## start SOURCE EXCERPT

= Eddy de Jongh =

Dutch art historian (born 1931)

Eduard Siegfried "Eddy" de Jongh (Amsterdam, 7 June 1931) is a Dutch art historian specialized in iconography. He was professor of art history with a teaching assignment in iconography at Utrecht University between 1976 and 1989.

==Career==
De Jongh (1931) studied art history in Utrecht with Jan G. van Gelder and William S. Heckscher. Between 1963 and 1966 he was librarian of the Utrecht Art History Institute, later working there as a teacher and research assistant. From 1966 to 1973 he was part of the Center for Advanced Study in Art History. In 1976 he was appointed professor of iconology and art theory at Utrecht University, a position he held until 1990. In 1976 he was guest curator of the exhibition Tot lering en vermaak ('To instruct and entertain') at the Rijksmuseum. Central to this exhibition was the idea that signs in paintings provide explanations for the (moral) meaning of the art. This iconological method introduced by De Jongh proved influential and would be used for decades at the Rijksmuseum and elsewhere.

De Jongh was elected a member of the Royal Netherlands Academy of Arts and Sciences (KNAW) in 1987. He is a foreign member of The Royal Flemish Academy of Belgium for Science and the Arts (KVAB), honorary member of the Historians of Netherlandish Art and doctor honoris causa of the University of Amsterdam (2002). In 2011 he received the Gijselaar-Hintzenfonds Prijs, intended for art historians who manage to reach a broad audience. In 2019 he was awarded honorary membership of the Dutch Association of Art Historians (Vereniging van Nederlandse Kunsthistorici), which called him the "founding father of iconography in the Netherlands".

## end SOURCE EXCERPT

- _GIVEN TASK A_
In the entries, write out again the stretch from the line containing "outline white blouse" through the line containing "131L234 122L252 103L256", swapping "Solution" for "Answer" and leaving everything else unchanged. Omit the picture from your answer.

## start RECORDS PROVIDED

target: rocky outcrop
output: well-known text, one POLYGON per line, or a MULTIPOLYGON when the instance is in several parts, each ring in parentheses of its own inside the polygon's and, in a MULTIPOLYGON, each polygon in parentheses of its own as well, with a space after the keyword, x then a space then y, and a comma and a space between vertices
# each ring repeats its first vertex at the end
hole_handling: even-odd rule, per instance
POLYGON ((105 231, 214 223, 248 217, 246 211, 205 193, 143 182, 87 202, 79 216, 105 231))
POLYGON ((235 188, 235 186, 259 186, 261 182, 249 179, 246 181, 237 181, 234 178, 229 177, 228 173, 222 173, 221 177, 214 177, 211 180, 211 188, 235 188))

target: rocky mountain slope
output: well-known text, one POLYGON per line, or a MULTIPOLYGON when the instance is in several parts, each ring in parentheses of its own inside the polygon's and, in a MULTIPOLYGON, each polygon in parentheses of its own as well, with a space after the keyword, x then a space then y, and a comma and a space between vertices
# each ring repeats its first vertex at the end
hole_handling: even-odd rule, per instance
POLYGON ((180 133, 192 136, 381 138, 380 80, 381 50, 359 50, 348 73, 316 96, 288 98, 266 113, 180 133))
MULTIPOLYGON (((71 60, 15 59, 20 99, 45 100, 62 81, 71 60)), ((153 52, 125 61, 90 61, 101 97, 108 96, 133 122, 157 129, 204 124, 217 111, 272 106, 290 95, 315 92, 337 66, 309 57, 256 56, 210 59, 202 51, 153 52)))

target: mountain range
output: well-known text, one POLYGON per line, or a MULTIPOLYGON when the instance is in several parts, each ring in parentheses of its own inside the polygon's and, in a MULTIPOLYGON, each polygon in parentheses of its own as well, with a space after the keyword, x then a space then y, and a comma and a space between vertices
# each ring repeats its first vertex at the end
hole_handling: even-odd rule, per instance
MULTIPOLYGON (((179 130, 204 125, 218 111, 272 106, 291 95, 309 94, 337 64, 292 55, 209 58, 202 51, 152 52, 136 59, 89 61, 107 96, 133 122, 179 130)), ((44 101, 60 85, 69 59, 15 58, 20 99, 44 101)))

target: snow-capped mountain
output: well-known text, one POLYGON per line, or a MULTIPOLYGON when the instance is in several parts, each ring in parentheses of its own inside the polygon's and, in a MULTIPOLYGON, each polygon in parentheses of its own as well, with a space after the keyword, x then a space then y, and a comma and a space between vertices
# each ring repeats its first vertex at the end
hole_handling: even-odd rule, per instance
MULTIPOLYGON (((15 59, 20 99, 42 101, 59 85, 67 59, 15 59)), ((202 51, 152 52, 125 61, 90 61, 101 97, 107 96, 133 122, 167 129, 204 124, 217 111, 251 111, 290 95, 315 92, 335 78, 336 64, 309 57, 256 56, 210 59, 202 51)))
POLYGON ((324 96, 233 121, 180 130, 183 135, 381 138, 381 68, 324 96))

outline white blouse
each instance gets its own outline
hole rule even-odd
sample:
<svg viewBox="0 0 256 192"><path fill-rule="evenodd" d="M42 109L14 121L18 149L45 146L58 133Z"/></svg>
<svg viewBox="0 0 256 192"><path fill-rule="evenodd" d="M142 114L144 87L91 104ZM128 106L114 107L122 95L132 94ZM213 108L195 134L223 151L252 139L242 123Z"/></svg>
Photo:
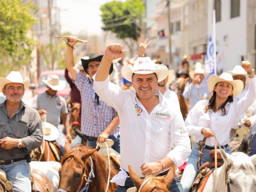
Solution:
<svg viewBox="0 0 256 192"><path fill-rule="evenodd" d="M230 131L234 122L252 103L256 93L256 78L249 78L249 88L245 96L238 101L227 103L225 106L226 114L224 116L222 115L220 109L216 113L209 109L205 113L204 108L209 104L209 100L199 101L188 113L185 121L189 136L195 136L196 142L202 140L204 136L201 132L201 129L207 127L214 132L220 145L228 143ZM205 144L214 146L214 137L207 138Z"/></svg>

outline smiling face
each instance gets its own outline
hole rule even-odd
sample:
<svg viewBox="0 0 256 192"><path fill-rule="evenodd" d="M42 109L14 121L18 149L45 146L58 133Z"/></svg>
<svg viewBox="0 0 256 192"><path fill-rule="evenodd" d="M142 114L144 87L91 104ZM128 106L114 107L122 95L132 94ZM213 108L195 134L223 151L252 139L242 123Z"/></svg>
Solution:
<svg viewBox="0 0 256 192"><path fill-rule="evenodd" d="M20 83L10 83L3 88L3 93L6 99L11 101L17 102L20 101L24 95L24 87Z"/></svg>
<svg viewBox="0 0 256 192"><path fill-rule="evenodd" d="M154 73L135 74L132 79L132 82L138 99L149 99L155 95L158 80L158 78Z"/></svg>
<svg viewBox="0 0 256 192"><path fill-rule="evenodd" d="M88 64L87 72L92 79L92 76L96 73L100 64L100 61L91 61Z"/></svg>
<svg viewBox="0 0 256 192"><path fill-rule="evenodd" d="M214 91L216 92L216 99L228 99L233 92L233 87L229 83L221 81L214 86Z"/></svg>

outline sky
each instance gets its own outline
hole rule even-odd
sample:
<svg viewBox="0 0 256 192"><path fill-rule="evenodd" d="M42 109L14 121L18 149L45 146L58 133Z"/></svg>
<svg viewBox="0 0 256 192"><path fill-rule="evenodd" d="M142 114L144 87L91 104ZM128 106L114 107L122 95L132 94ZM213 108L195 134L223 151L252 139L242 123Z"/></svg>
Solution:
<svg viewBox="0 0 256 192"><path fill-rule="evenodd" d="M121 0L125 1L125 0ZM84 31L90 35L102 34L100 6L113 0L56 0L60 9L61 32L77 35Z"/></svg>

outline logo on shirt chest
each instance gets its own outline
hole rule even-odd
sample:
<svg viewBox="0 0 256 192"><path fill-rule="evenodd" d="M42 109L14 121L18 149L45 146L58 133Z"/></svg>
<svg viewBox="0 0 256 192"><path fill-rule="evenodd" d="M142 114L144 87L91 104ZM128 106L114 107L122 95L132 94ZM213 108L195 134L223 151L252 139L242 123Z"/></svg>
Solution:
<svg viewBox="0 0 256 192"><path fill-rule="evenodd" d="M181 134L188 133L188 130L184 125L180 124L178 128L178 131Z"/></svg>
<svg viewBox="0 0 256 192"><path fill-rule="evenodd" d="M142 109L140 107L139 107L138 105L137 104L135 105L135 112L137 113L137 116L141 115Z"/></svg>
<svg viewBox="0 0 256 192"><path fill-rule="evenodd" d="M172 117L170 114L164 113L156 113L156 115L155 116L155 117L171 121Z"/></svg>

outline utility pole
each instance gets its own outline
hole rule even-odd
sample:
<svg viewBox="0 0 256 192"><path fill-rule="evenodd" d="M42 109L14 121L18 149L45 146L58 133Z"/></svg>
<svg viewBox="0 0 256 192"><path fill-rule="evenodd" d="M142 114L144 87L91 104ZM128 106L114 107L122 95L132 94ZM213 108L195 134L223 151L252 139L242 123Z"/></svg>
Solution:
<svg viewBox="0 0 256 192"><path fill-rule="evenodd" d="M167 0L166 6L168 9L168 23L169 27L169 67L172 67L173 68L173 66L172 62L172 26L171 25L171 0Z"/></svg>

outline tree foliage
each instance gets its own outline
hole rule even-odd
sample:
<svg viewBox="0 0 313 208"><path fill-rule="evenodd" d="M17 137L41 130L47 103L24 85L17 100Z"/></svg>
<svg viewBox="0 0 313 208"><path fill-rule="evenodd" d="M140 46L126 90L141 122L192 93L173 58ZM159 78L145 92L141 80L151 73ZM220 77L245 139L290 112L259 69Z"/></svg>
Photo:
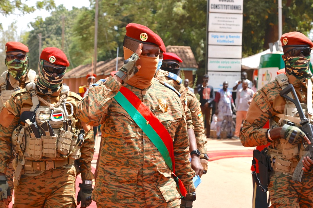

## end RECORDS PROVIDED

- _GIVEN TASK B_
Answer these questions from the profile of Eddy de Jongh.
(i) Which exhibition did he guest-curate at the Rijksmuseum in 1976?
(ii) In what year was he elected a member of the Royal Netherlands Academy of Arts and Sciences?
(iii) Which university made him a doctor honoris causa, and in what year?

- _PROBLEM SOLUTION A_
outline white blouse
each instance gets its own outline
hole rule even-odd
sample:
<svg viewBox="0 0 256 192"><path fill-rule="evenodd" d="M42 109L14 121L18 149L45 146L58 133Z"/></svg>
<svg viewBox="0 0 256 192"><path fill-rule="evenodd" d="M142 114L144 87L91 104ZM128 106L114 107L122 95L132 94ZM213 108L195 134L223 151L252 139L242 123Z"/></svg>
Photo:
Answer:
<svg viewBox="0 0 256 192"><path fill-rule="evenodd" d="M230 131L234 122L252 103L256 93L256 78L249 78L249 88L245 96L238 101L227 103L225 106L226 114L224 116L222 115L220 109L216 113L209 109L205 113L204 108L209 104L209 100L199 101L188 113L185 121L189 136L195 136L196 142L202 140L204 136L201 132L201 129L207 127L214 132L220 145L228 143ZM205 144L214 146L214 137L207 138Z"/></svg>

- _PROBLEM SOLUTION B_
(i) Tot lering en vermaak ('To instruct and entertain')
(ii) 1987
(iii) The University of Amsterdam, in 2002